• [WHAT THE TASK ASKS] Arrange the lines of the entries below as a Markdown table with the columns Row and Line, leaving out blank lines.

*** EXTRACTED INFORMATION

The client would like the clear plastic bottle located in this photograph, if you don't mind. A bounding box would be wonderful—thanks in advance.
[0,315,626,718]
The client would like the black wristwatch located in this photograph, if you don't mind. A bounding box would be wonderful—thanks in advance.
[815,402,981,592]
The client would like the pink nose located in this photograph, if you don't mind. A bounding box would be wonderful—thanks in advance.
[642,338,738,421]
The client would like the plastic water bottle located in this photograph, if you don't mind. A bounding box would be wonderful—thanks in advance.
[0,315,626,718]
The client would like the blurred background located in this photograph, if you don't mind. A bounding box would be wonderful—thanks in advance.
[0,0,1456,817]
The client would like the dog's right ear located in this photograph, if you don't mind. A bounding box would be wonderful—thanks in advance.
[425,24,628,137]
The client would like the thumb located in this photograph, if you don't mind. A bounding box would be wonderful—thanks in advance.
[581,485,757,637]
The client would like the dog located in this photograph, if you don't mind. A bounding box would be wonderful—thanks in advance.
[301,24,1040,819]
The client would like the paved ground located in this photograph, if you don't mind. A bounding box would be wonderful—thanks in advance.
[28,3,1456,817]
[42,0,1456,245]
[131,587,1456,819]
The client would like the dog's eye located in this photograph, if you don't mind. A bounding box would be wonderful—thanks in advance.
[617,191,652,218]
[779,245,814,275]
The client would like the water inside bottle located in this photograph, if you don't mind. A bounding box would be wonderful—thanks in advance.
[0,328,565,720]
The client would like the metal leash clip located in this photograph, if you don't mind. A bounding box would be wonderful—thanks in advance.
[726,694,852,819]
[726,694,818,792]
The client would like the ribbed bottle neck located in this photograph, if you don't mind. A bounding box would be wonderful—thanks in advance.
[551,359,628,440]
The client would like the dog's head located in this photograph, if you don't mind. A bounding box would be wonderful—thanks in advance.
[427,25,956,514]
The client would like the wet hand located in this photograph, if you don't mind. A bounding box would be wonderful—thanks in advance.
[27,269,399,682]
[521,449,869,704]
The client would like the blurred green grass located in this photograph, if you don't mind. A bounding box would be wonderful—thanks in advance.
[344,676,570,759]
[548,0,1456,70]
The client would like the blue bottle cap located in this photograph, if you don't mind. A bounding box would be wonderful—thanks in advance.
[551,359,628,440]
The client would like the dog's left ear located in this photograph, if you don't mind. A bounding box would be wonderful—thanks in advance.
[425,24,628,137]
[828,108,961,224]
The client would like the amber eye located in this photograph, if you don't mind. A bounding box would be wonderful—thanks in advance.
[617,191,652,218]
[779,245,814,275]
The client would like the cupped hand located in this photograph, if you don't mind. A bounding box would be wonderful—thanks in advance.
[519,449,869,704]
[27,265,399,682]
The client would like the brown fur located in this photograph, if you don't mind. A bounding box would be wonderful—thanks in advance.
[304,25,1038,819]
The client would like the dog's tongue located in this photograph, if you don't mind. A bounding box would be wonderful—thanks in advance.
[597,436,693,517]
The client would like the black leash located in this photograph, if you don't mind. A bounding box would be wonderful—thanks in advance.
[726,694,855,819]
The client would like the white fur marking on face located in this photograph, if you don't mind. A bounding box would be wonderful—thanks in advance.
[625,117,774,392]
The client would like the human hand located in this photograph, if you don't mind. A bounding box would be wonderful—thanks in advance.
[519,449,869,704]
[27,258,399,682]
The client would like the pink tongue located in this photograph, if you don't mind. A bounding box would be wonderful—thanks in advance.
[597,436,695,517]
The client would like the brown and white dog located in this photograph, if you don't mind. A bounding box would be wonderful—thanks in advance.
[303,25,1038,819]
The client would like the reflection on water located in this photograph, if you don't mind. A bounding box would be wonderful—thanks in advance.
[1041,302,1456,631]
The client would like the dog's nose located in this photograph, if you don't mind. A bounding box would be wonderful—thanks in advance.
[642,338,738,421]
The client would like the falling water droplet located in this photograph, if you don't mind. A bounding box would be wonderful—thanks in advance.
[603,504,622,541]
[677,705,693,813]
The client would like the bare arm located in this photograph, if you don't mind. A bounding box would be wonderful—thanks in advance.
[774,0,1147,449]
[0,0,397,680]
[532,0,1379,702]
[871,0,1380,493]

******

• [FINISHED EXERCISE]
| Row | Line |
|---|---|
| 1 | The client would like the clear plastic bottle located in this photograph, if you don't mind. A bounding box would be wonderful—thanks in advance. |
| 2 | [0,315,626,718] |
| 3 | The client would like the black wristwatch located in this photograph, if you don't mind. A bounding box would be wonderful—thanks in advance. |
| 4 | [815,402,981,592] |
| 5 | The client would like the pink nose located in this photograph, if you don't mind. A bounding box would be wonderful—thanks in advance. |
| 6 | [642,338,738,421] |
| 7 | The client would like the plastic water bottle located in this photograph, if you don't mind. A bounding box would be wonderful—thanks in advance. |
| 8 | [0,315,626,718] |
| 9 | The client would like the blurred background located in this photograph, if you don't mind. A bounding box would be wonderful—thanks in advance. |
| 10 | [0,0,1456,817] |
| 11 | The client would like the dog's right ear located in this photograph, if you don't mind. A bounding box would be wonderful—thanks in advance. |
| 12 | [425,24,628,137] |
| 13 | The client would like the thumb located in this photograph, if you don't mind. A bounding box would be wonderful—thanks in advance. |
| 14 | [581,485,757,637] |
| 15 | The client would like the dog located in this photograph, if you don't mind. A bounding box would be wonderful—thanks in advance. |
| 16 | [301,24,1040,819] |
| 17 | The client would like the paved ground located in this photograph, if you don't mind. A bounding box would be wonderful—thanks in advance. |
| 18 | [28,3,1456,817] |
| 19 | [42,0,1456,245] |
| 20 | [131,587,1456,819] |
| 21 | The client would like the dog's eye located in this photograph, if you don't mind. A bounding box would be wonderful—thanks in advance. |
| 22 | [617,191,652,218] |
| 23 | [779,245,814,275] |
| 24 | The client would like the water inside bottle located in this photograph, if you don't mind. A bounding box would be wonderful—thanks in advance. |
| 25 | [0,328,565,720] |
| 26 | The client would like the metal leash clip located in this photograph, if you don't mind. A bounding box would be wonderful—thanks in advance. |
| 27 | [726,694,852,819] |
| 28 | [726,694,818,792] |
| 29 | The client would like the ribbed bottle neck located in this photograph, if you don't mind. A bounding box would be wonderful—thanks in advance. |
| 30 | [551,359,628,440] |
| 31 | The client would like the dog's head located in this photograph, if you don't mind. A bounding box would be wonderful—thanks in advance. |
| 32 | [427,25,956,514] |
| 33 | The client would like the wet hand located in this photograph, if you don't mind. A bounding box would be wonderful—thanks in advance. |
| 34 | [27,269,399,682] |
| 35 | [521,449,869,704] |
| 36 | The client would like the blurred green grass located in this photograph, if you don't mind. A bounding box would be wonderful—thanks in advance. |
| 37 | [344,676,570,759] |
| 38 | [548,0,1456,70] |
| 39 | The client would like the blue bottle cap located in this photograph, if you don't mind. A bounding box would be wonderful—thanks in advance. |
| 40 | [551,359,628,440] |
| 41 | The client would like the dog's left ear located in this photograph, if you don't mind. A bounding box would be wonderful—thanks in advance. |
| 42 | [425,24,628,137] |
| 43 | [828,108,961,224] |
| 44 | The client would like the amber eye located in this photograph, if you don't mind. A bounding box would be wonderful—thanks in advance. |
| 45 | [617,191,652,218] |
| 46 | [779,245,814,275] |
| 47 | The client would like the cupped hand located in this photograph, if you don't mind. A bounding box would be wonderful—thanks in advance. |
| 48 | [519,449,869,704] |
| 49 | [27,265,399,682] |
| 50 | The client would like the brown fur located in this photograph, if you don't mind. A bounding box would be wonderful—thanks in advance. |
| 51 | [304,25,1038,819] |
| 52 | The client would like the dog's tongue located in this photograph, if you don't mind. A bounding box would be wonderful—thanks in advance. |
| 53 | [597,436,693,517] |
| 54 | The client would like the black leash located in this photograph, if you don't mind. A bounding box would be wonderful—thanks in advance. |
| 55 | [726,694,855,819] |
| 56 | The client would like the white fur marking on face located in this photograph, if you don't mind. A bounding box would be wonderful—thanks in advance. |
| 57 | [625,117,774,392] |
| 58 | The client would like the human hand located in this photograph, if you don't mind. A bounding box would be wonderful—thanks in advance. |
| 59 | [519,449,869,704] |
| 60 | [27,258,399,682] |
| 61 | The client would like the pink tongue located in this photograph, if you don't mind. A bounding box would be wonderful—thanks in advance. |
| 62 | [597,436,695,517] |
| 63 | The client would like the brown and white dog located in this photograph, if you don't mind. A bounding box would be wonderful—thanks in advance. |
| 64 | [303,25,1038,819] |
| 65 | The client would like the reflection on water located in this photograph, if you don't mind. A bounding box would be wonderful—thanks in advance. |
| 66 | [1041,302,1456,631] |
| 67 | The client would like the dog's nose located in this photograph, if you don't mind. A bounding box would be wonderful—thanks in advance. |
| 68 | [642,338,738,421] |
| 69 | The client would like the falling water droplet located in this photograph, if you don't mind. A bounding box would be wonderful—thanks in advance. |
| 70 | [603,504,622,541] |
| 71 | [677,705,693,813] |
| 72 | The client would like the bare arm located in this photograph, if you don't mind. A bounding box would be wonderful—thanks in advance. |
| 73 | [774,0,1147,449] |
| 74 | [0,0,397,680] |
| 75 | [532,0,1379,702] |
| 76 | [871,0,1380,493] |